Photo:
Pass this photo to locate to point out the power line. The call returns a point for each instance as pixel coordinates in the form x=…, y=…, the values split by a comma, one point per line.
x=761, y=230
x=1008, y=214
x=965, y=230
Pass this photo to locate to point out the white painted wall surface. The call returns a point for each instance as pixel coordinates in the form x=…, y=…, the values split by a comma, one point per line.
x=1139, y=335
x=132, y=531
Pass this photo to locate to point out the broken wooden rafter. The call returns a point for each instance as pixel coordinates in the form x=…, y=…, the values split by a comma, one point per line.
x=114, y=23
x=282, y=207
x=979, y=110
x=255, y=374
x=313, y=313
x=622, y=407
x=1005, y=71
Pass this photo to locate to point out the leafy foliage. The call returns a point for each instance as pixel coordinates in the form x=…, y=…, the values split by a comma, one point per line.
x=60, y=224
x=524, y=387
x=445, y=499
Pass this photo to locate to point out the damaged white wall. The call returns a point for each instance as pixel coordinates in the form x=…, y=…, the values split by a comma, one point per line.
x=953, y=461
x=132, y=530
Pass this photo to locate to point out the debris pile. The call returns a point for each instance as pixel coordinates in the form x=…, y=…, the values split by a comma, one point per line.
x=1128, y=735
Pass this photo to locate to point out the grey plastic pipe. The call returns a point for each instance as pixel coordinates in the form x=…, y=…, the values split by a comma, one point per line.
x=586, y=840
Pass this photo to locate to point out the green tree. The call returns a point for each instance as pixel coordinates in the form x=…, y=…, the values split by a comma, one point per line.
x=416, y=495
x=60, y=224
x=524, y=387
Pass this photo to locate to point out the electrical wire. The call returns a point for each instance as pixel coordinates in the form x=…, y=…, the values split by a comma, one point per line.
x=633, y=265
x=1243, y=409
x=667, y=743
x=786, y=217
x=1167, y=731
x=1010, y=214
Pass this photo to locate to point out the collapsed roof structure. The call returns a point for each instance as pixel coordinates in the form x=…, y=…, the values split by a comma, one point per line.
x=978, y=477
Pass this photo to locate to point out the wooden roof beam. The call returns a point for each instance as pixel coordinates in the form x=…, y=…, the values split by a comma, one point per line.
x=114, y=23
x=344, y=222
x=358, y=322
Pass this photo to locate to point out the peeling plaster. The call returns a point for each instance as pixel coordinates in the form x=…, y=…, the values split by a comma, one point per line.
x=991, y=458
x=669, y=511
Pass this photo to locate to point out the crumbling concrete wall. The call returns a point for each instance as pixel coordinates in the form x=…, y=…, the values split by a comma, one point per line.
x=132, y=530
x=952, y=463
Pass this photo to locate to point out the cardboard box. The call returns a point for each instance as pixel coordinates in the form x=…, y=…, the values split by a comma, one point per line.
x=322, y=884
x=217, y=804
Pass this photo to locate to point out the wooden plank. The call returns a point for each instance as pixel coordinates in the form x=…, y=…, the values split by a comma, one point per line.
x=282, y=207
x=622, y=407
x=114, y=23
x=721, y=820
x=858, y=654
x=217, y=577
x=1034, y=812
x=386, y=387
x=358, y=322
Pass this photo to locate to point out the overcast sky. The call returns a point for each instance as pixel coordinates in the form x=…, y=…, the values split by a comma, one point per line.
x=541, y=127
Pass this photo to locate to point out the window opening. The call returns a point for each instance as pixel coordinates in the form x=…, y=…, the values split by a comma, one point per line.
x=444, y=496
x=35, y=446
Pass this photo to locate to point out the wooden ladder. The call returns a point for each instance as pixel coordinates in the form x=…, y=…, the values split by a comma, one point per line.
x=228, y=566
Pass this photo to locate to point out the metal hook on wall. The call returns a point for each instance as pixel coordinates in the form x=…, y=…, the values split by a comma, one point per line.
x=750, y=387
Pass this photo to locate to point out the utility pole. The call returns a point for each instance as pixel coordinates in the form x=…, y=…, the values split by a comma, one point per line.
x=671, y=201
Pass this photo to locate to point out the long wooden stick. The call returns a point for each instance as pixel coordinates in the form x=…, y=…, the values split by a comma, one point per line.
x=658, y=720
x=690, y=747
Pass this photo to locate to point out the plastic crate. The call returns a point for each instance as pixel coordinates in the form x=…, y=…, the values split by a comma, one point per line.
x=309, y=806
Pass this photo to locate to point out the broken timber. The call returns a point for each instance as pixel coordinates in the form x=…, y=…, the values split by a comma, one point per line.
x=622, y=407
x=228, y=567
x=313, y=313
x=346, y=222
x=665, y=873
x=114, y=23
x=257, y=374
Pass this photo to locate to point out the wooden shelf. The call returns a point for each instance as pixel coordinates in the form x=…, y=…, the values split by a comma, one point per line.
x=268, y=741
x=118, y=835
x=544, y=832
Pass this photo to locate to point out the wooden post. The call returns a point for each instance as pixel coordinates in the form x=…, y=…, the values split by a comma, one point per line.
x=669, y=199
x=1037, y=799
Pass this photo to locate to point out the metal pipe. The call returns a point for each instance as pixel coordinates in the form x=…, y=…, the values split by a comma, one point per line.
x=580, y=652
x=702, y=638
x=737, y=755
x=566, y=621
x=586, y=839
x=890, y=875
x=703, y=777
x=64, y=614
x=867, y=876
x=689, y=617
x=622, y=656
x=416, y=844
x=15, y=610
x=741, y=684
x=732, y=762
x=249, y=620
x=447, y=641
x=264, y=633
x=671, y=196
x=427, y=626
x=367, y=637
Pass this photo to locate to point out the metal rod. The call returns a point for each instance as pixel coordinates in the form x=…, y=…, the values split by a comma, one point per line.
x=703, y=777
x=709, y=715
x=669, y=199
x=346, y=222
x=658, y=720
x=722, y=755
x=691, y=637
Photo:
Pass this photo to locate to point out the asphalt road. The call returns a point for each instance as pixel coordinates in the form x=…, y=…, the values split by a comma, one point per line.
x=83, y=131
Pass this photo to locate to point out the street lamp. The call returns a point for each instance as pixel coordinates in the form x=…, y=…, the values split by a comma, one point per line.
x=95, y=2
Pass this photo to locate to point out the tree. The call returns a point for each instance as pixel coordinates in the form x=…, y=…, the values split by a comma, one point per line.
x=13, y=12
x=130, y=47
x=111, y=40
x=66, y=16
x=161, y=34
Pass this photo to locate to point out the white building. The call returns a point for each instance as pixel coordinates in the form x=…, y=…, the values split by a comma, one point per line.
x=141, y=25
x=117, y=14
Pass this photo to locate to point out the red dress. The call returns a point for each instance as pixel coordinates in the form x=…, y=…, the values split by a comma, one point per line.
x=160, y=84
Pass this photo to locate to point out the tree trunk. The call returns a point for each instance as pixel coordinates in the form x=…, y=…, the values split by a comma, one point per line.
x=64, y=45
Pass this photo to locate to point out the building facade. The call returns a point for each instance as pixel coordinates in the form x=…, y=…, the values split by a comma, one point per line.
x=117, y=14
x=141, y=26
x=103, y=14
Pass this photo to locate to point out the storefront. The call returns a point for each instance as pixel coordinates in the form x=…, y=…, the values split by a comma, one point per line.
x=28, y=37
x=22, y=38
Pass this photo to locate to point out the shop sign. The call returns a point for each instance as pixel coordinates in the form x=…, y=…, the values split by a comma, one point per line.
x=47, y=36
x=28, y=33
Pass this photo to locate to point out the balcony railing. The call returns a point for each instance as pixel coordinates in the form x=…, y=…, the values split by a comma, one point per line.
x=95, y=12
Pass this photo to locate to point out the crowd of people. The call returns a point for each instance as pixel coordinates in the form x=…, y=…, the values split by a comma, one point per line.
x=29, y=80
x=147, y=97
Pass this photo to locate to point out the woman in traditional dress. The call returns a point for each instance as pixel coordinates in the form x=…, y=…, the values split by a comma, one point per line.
# # # # #
(Work to complete)
Everything in the records above should be written out again exactly.

(Solution below)
Photo:
Pass this photo to locate to point out the power line. The call returns a point for each instance as pixel coordinates in the form x=…, y=…, the values split by a comma, one point per line.
x=761, y=230
x=1008, y=214
x=965, y=230
Pass this photo to locate to point out the white painted wall surface. The call returns a point for each instance as pixel coordinates in the form x=…, y=…, the values split by a comma, one point per line.
x=1139, y=335
x=132, y=531
Pass this photo to locate to point out the broken wooden rafter. The call returns a point for each instance as pixel coordinates in the form x=…, y=…, the values split by a comma, one point per line.
x=114, y=23
x=282, y=207
x=979, y=110
x=255, y=374
x=313, y=313
x=622, y=407
x=1005, y=71
Pass this photo to locate to point out the leafy foliage. The call returns a point for each instance as pixel coordinates in the form x=…, y=…, the values split by a comma, one point per line.
x=60, y=224
x=524, y=387
x=445, y=499
Pass this photo to locate to point out the damaged white wall. The call returns a point for each instance as pixel coordinates in the form x=…, y=…, the values split by a comma, one point per line.
x=953, y=461
x=132, y=530
Pass this photo to locate to point out the debris pile. The call returns a point for each instance as pixel coordinates in the form x=…, y=…, the values split by a comma, one point per line.
x=1128, y=735
Pass this photo to locate to point out the grey plastic pipe. The call returns a point for each instance as pixel coordinates in the form x=…, y=…, the values split by a comma, one point per line.
x=586, y=840
Pass this photo to locate to point out the green tree. The call returns a point for each instance as pixel coordinates in the form x=…, y=…, the values split by a comma, one point per line.
x=416, y=495
x=60, y=224
x=524, y=387
Pass this photo to locate to point out the electrical wire. The call returns a point for each instance as pixel coordinates in the form x=…, y=…, the values split by a comma, one point per line.
x=633, y=265
x=1243, y=409
x=667, y=743
x=786, y=217
x=1167, y=731
x=1010, y=214
Pass this photo to locate to point out the collapsed roof structure. The call returns a point for each instance as pixel coordinates in the form x=…, y=…, the values split by a comma, one point per line.
x=978, y=477
Pass this photo to locate to point out the wooden roof beam. The call returns a point for each instance as pixel coordinates in the form x=…, y=…, the values split by a comma, one point per line.
x=114, y=23
x=344, y=222
x=358, y=322
Pass this photo to locate to point out the peeling plaster. The call returns a point for each instance as pixel coordinates in the form x=…, y=…, the values split by a comma, one point per line.
x=991, y=458
x=669, y=511
Pass this photo to locate to point out the crumbling concrete wall. The call returns a point for each instance as pixel coordinates in the form x=…, y=…, the values split by a comma, one point per line.
x=132, y=530
x=952, y=463
Pass this photo to locate to point out the cardboard box. The call returns a point for each instance as pixel coordinates in the form x=…, y=…, the values split by a comma, one point per line.
x=322, y=884
x=217, y=804
Pass this photo to locate to point out the wooden plank. The call returns a point for each instance as pixel coordinates in the form x=…, y=…, the values split by a comma, one point per line.
x=282, y=207
x=622, y=407
x=114, y=23
x=721, y=820
x=858, y=654
x=217, y=577
x=1034, y=812
x=386, y=387
x=358, y=322
Pass this photo to locate to point out the overcast sky. The call returns a point for each instance as pixel coordinates in the form x=…, y=…, the values split by a comma, one point per line.
x=541, y=127
Pass this photo to locate to point out the window opening. The call returns a point for each instance as pixel coordinates in the form x=…, y=…, the values split by a comma, one point per line.
x=444, y=496
x=35, y=446
Pass this photo to locate to point out the wooden ladder. The call returns a point for each instance as pixel coordinates in the form x=…, y=…, the values split by a comma, one point per line.
x=228, y=566
Pass this photo to locate to point out the metal hook on wall. The call returns a point for each instance as pixel coordinates in the form x=…, y=…, the values split by a comma, one point per line.
x=750, y=387
Pass this photo to locate to point out the utility pole. The call returns a point for each instance as pixel coordinates in the form x=…, y=…, the values split by a comma, one point per line.
x=671, y=201
Pass this photo to locate to point out the long wooden stick. The call returns a point for each instance as pixel coordinates in the form x=…, y=…, the values split by a comma, one point per line.
x=658, y=720
x=690, y=747
Pass this photo to locate to point out the plastic crate. The call returns a point for each instance as pixel coordinates in the form x=…, y=…, the values split by a comma, one point per line.
x=309, y=806
Pass this photo to locate to point out the broken timber. The call returns a point for each instance as pixel coordinates in the form x=…, y=…, the values split by a comma, one point per line.
x=622, y=407
x=228, y=567
x=313, y=313
x=346, y=222
x=665, y=873
x=114, y=23
x=257, y=374
Pass this photo to locate to point out the wooden shelf. The call returns a point for each instance as pixel coordinates in the form x=…, y=…, the values split by a comma, one point per line.
x=268, y=741
x=118, y=835
x=544, y=832
Pass this photo to locate to point out the wooden post. The call returns a point for each instance as pixel coordinates in the form x=…, y=…, the values split by a comma, one point per line.
x=669, y=199
x=1037, y=799
Pass this photo to locate to point out the metal pipe. The call returns a point for each instance as pixel coordinates in the form x=…, y=…, the values split by a comma, one point per line.
x=580, y=652
x=702, y=638
x=737, y=755
x=566, y=621
x=586, y=839
x=890, y=875
x=703, y=777
x=64, y=614
x=867, y=876
x=689, y=617
x=622, y=656
x=416, y=844
x=15, y=610
x=741, y=684
x=732, y=762
x=249, y=620
x=447, y=641
x=264, y=633
x=671, y=196
x=427, y=626
x=367, y=637
Pass this photo to locate to point out the metal rod. The call returns a point for each instance as pixel coordinates in the form x=…, y=…, the values split by a comma, one point per line.
x=703, y=777
x=709, y=715
x=669, y=199
x=346, y=222
x=658, y=720
x=722, y=755
x=691, y=637
Photo:
Pass this photo to locate to point out the asphalt road. The call returns a point for each instance as pixel coordinates in the form x=…, y=…, the values split by a comma, one point per line.
x=83, y=131
Pass this photo to locate to point out the street lamp. The call returns a point for each instance as pixel coordinates in the form x=…, y=…, the values split by a comma, one point per line.
x=95, y=2
Pass this photo to locate to point out the tree. The call returns a point for each instance as pixel coordinates in the form x=…, y=…, the values split by a comma, one point per line.
x=13, y=12
x=130, y=47
x=111, y=40
x=66, y=16
x=161, y=34
Pass this photo to locate to point out the white building. The call returns a point for each instance as pixel coordinates in the form x=…, y=…, the values split by a comma, one point per line.
x=141, y=25
x=117, y=14
Pass this photo to locate to point out the red dress. The call returns a point for each instance as pixel coordinates in the form x=…, y=…, the values split by a comma, one point per line.
x=160, y=84
Pass this photo to locate to point out the tree trunk. The call returns a point for each instance as pixel coordinates in the form x=…, y=…, the values split by a comma, one point per line.
x=64, y=45
Pass this photo to locate to point out the building facade. The call returns a point for each instance as pixel coordinates in the form x=…, y=…, the values split by a comma, one point per line.
x=117, y=14
x=141, y=26
x=103, y=14
Pass this photo to locate to point out the storefront. The call returns a point for each instance as pixel coordinates in the form x=…, y=…, the values split by a comma, one point per line.
x=28, y=37
x=22, y=38
Pass this photo to locate to point out the shop sign. The call returns a point for each instance as pixel coordinates in the form x=…, y=…, the values split by a comma, one point per line.
x=47, y=36
x=28, y=33
Pass this photo to locate to point out the balcony railing. The call returns a point for each instance as pixel coordinates in the form x=…, y=…, the values split by a comma, one point per line.
x=95, y=12
Pass this photo to locate to point out the crowd of people. The call returns a point for each instance as pixel coordinates in the form x=…, y=…, the values split by a comma, one point per line.
x=29, y=80
x=147, y=97
Pass this photo to locate to point out the woman in traditional dress. The call returns a point for each instance as pixel coordinates in the form x=…, y=…, the values split by a comma, one point per line.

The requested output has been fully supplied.